SET TASK: Rewrite every line of the rows below. Move each x and y coordinate in the point(...) answers by -80, and leave all other text unchanged.

EXERCISE MATERIAL:
★ ★ ★ ★

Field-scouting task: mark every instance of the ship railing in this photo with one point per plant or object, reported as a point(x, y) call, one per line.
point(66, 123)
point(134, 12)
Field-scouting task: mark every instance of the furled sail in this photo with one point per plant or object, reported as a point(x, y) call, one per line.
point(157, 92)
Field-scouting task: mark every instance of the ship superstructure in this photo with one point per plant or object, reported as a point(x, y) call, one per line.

★ ★ ★ ★

RIGHT ANSWER:
Field-scouting task: mark every instance of the ship railing in this photo with one point per plant or object, reported as a point(x, y) call, one per line.
point(-14, 43)
point(54, -68)
Field-scouting task: mark every instance of the furled sail in this photo with one point per plant or object, reported as a point(x, y) call, one per line.
point(77, 12)
Field-scouting task: mark every instance of the ship superstructure in this photo with one point per plant or object, reported as a point(x, y) call, one per line.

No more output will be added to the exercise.